# Record list:
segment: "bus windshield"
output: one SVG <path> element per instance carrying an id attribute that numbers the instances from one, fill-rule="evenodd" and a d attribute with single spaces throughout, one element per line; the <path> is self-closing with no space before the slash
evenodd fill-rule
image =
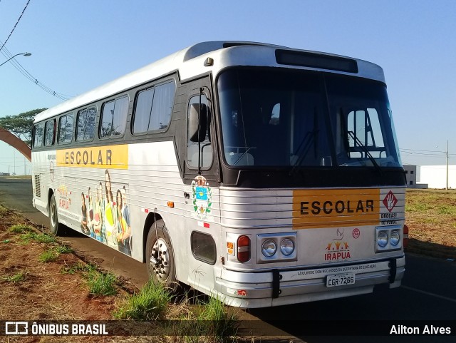
<path id="1" fill-rule="evenodd" d="M 306 71 L 239 68 L 217 81 L 233 166 L 401 167 L 386 86 Z"/>

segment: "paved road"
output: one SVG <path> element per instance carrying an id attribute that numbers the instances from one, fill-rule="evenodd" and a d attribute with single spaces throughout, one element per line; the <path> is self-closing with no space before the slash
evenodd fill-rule
<path id="1" fill-rule="evenodd" d="M 0 204 L 24 213 L 38 225 L 48 227 L 49 219 L 32 206 L 31 199 L 31 178 L 0 177 Z M 96 257 L 103 268 L 129 278 L 138 287 L 147 282 L 145 264 L 72 230 L 68 230 L 61 238 L 70 241 L 78 252 Z"/>
<path id="2" fill-rule="evenodd" d="M 14 208 L 34 221 L 48 225 L 48 218 L 31 206 L 30 179 L 0 177 L 0 204 Z M 72 231 L 71 231 L 72 232 Z M 106 268 L 121 275 L 129 277 L 140 286 L 145 282 L 145 267 L 122 254 L 100 245 L 83 235 L 73 232 L 65 240 L 73 247 L 87 254 L 102 258 Z M 316 302 L 282 306 L 271 309 L 254 309 L 246 312 L 246 318 L 258 318 L 300 337 L 309 343 L 345 342 L 456 342 L 456 262 L 407 255 L 406 272 L 403 286 L 389 290 L 378 287 L 373 294 Z M 249 316 L 250 314 L 253 317 Z M 279 319 L 279 320 L 278 320 Z M 408 326 L 439 325 L 442 321 L 452 321 L 452 336 L 401 336 L 382 337 L 352 337 L 339 334 L 306 336 L 303 325 L 311 321 L 313 325 L 321 327 L 322 332 L 333 333 L 344 326 L 372 328 L 375 325 L 403 324 Z M 363 322 L 365 321 L 365 322 Z M 271 326 L 266 326 L 266 331 Z M 271 332 L 276 334 L 277 332 Z M 262 339 L 261 342 L 267 342 Z M 284 342 L 290 342 L 287 339 Z M 296 342 L 296 339 L 294 342 Z"/>

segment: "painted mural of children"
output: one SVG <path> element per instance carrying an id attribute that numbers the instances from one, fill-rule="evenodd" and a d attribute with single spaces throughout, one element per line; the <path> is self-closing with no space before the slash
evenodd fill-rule
<path id="1" fill-rule="evenodd" d="M 131 251 L 130 251 L 129 247 L 125 245 L 125 240 L 124 239 L 124 236 L 127 232 L 127 222 L 125 222 L 125 220 L 122 215 L 122 208 L 123 207 L 123 202 L 122 192 L 120 191 L 120 190 L 117 190 L 117 193 L 115 194 L 115 201 L 118 217 L 117 242 L 119 245 L 119 251 L 123 252 L 124 254 L 131 255 Z"/>
<path id="2" fill-rule="evenodd" d="M 108 169 L 105 171 L 105 190 L 106 192 L 106 198 L 105 199 L 104 203 L 105 217 L 103 224 L 105 228 L 106 243 L 110 247 L 117 249 L 117 210 L 114 205 L 114 196 L 111 188 L 111 178 Z"/>
<path id="3" fill-rule="evenodd" d="M 92 225 L 93 227 L 93 237 L 99 242 L 103 242 L 101 231 L 103 223 L 103 184 L 100 183 L 97 188 L 96 197 L 95 201 L 95 207 L 93 208 L 93 220 Z"/>
<path id="4" fill-rule="evenodd" d="M 122 216 L 127 223 L 127 231 L 124 234 L 123 239 L 125 240 L 125 245 L 128 245 L 128 250 L 131 254 L 133 235 L 130 224 L 130 208 L 127 204 L 127 190 L 125 186 L 123 186 L 122 188 Z"/>
<path id="5" fill-rule="evenodd" d="M 86 206 L 86 196 L 84 195 L 83 192 L 81 194 L 81 211 L 83 215 L 82 220 L 81 221 L 81 228 L 83 234 L 89 235 L 90 230 L 88 230 L 88 227 L 87 226 L 87 206 Z"/>
<path id="6" fill-rule="evenodd" d="M 93 233 L 93 199 L 92 198 L 92 190 L 88 188 L 88 202 L 87 204 L 87 226 L 90 230 L 90 235 Z"/>

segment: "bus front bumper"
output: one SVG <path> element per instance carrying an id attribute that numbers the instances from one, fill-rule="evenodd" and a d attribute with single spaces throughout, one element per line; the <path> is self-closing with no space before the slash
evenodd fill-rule
<path id="1" fill-rule="evenodd" d="M 400 286 L 404 256 L 380 261 L 315 269 L 245 272 L 223 269 L 216 291 L 224 302 L 238 307 L 266 307 L 370 293 L 375 285 Z M 353 276 L 351 285 L 327 286 L 328 277 Z"/>

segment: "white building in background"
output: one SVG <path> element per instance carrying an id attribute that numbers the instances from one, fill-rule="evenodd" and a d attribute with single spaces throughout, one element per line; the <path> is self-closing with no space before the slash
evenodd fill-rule
<path id="1" fill-rule="evenodd" d="M 416 174 L 416 172 L 415 172 Z M 420 183 L 427 183 L 430 188 L 447 187 L 446 165 L 421 165 Z M 448 188 L 456 189 L 456 165 L 448 166 Z"/>
<path id="2" fill-rule="evenodd" d="M 410 164 L 403 165 L 405 170 L 405 178 L 407 179 L 407 187 L 415 188 L 416 187 L 416 165 Z"/>

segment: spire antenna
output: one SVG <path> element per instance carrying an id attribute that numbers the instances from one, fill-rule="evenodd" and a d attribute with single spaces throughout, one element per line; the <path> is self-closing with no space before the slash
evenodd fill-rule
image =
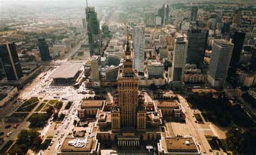
<path id="1" fill-rule="evenodd" d="M 126 44 L 129 44 L 129 27 L 128 25 L 126 24 Z"/>

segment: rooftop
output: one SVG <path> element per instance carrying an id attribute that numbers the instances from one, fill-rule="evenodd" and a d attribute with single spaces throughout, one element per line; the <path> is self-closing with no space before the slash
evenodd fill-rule
<path id="1" fill-rule="evenodd" d="M 157 107 L 159 108 L 179 108 L 179 105 L 177 100 L 157 100 L 156 104 Z"/>
<path id="2" fill-rule="evenodd" d="M 52 73 L 50 77 L 53 78 L 73 78 L 82 66 L 82 64 L 63 64 Z"/>
<path id="3" fill-rule="evenodd" d="M 101 108 L 103 106 L 104 100 L 87 100 L 84 99 L 81 104 L 82 108 Z"/>
<path id="4" fill-rule="evenodd" d="M 71 138 L 65 139 L 61 147 L 62 152 L 91 152 L 96 141 L 92 138 Z"/>
<path id="5" fill-rule="evenodd" d="M 165 138 L 161 140 L 162 147 L 169 152 L 198 152 L 198 147 L 192 138 Z"/>

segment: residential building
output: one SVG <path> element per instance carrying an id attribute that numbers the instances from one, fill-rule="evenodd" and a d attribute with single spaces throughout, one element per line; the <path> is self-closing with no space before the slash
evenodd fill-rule
<path id="1" fill-rule="evenodd" d="M 228 76 L 233 77 L 235 76 L 237 68 L 239 64 L 240 57 L 242 51 L 245 33 L 241 31 L 235 31 L 232 39 L 234 48 L 230 60 L 230 68 L 228 69 Z"/>
<path id="2" fill-rule="evenodd" d="M 203 61 L 208 39 L 208 30 L 188 30 L 187 63 L 198 65 Z"/>
<path id="3" fill-rule="evenodd" d="M 234 44 L 223 39 L 215 39 L 207 72 L 207 80 L 214 87 L 225 85 Z"/>
<path id="4" fill-rule="evenodd" d="M 91 73 L 92 77 L 92 85 L 94 87 L 100 86 L 100 56 L 94 55 L 91 59 Z"/>
<path id="5" fill-rule="evenodd" d="M 197 12 L 198 8 L 197 6 L 192 6 L 190 9 L 190 22 L 196 22 L 197 19 Z"/>
<path id="6" fill-rule="evenodd" d="M 178 37 L 175 39 L 171 75 L 173 87 L 181 87 L 183 83 L 187 46 L 188 41 L 184 37 Z"/>
<path id="7" fill-rule="evenodd" d="M 91 53 L 100 55 L 101 39 L 99 23 L 95 7 L 86 6 L 85 15 L 87 22 L 87 33 Z"/>
<path id="8" fill-rule="evenodd" d="M 0 59 L 8 80 L 18 80 L 23 76 L 14 42 L 0 44 Z"/>
<path id="9" fill-rule="evenodd" d="M 49 49 L 48 45 L 45 42 L 45 39 L 40 38 L 38 40 L 38 48 L 41 57 L 41 60 L 45 62 L 51 60 L 51 57 L 50 56 Z"/>

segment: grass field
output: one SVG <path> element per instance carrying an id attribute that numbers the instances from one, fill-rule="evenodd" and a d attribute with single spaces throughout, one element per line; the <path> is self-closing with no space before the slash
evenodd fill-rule
<path id="1" fill-rule="evenodd" d="M 45 104 L 46 104 L 46 103 L 45 103 L 45 102 L 43 102 L 42 103 L 41 103 L 41 104 L 40 104 L 40 105 L 36 110 L 36 112 L 40 111 L 40 110 L 41 110 L 41 109 L 43 108 L 43 107 L 44 107 L 44 106 L 45 105 Z"/>
<path id="2" fill-rule="evenodd" d="M 197 119 L 197 121 L 198 122 L 203 122 L 202 118 L 201 117 L 201 116 L 200 116 L 199 114 L 198 113 L 194 113 L 194 118 L 196 118 L 196 119 Z"/>
<path id="3" fill-rule="evenodd" d="M 5 153 L 7 150 L 14 144 L 14 140 L 9 140 L 7 141 L 6 144 L 5 144 L 4 147 L 0 150 L 0 154 L 4 154 L 4 153 Z"/>
<path id="4" fill-rule="evenodd" d="M 49 100 L 48 103 L 50 104 L 50 105 L 52 105 L 55 104 L 55 103 L 56 103 L 57 102 L 58 102 L 58 100 L 52 99 L 52 100 Z"/>
<path id="5" fill-rule="evenodd" d="M 28 114 L 29 114 L 29 112 L 25 113 L 13 113 L 10 117 L 19 117 L 19 118 L 25 118 L 26 117 Z"/>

# The task:
Count the lines in the records above that contain the string "building", and reply with only that number.

# Written answer:
2